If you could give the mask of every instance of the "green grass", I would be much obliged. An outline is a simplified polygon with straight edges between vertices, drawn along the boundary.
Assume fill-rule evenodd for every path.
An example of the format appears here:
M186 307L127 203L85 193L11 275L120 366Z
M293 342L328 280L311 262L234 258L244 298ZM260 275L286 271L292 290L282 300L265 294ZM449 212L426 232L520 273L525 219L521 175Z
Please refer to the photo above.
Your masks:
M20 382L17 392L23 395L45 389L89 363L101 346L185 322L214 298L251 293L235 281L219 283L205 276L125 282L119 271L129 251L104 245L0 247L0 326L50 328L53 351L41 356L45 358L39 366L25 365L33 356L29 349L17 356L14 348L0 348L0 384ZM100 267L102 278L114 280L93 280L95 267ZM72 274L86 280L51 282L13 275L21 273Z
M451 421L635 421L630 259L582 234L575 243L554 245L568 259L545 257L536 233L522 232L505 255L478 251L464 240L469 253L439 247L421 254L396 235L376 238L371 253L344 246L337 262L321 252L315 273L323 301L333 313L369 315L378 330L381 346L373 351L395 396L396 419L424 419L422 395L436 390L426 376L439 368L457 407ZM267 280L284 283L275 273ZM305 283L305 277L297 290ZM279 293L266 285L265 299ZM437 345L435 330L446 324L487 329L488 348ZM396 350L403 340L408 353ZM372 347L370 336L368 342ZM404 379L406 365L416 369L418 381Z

■ ■ ■ ■ ■

Print the stretch from the start of the listing through the line containing "An example of", both ends included, with every character unchanged.

If you could give the mask of every instance of the "green grass", I would be much obliged. An outline is a simplified polygon with straight edges between vertices, drawn along the boundary.
Assume fill-rule evenodd for every path.
An example of the format appears here:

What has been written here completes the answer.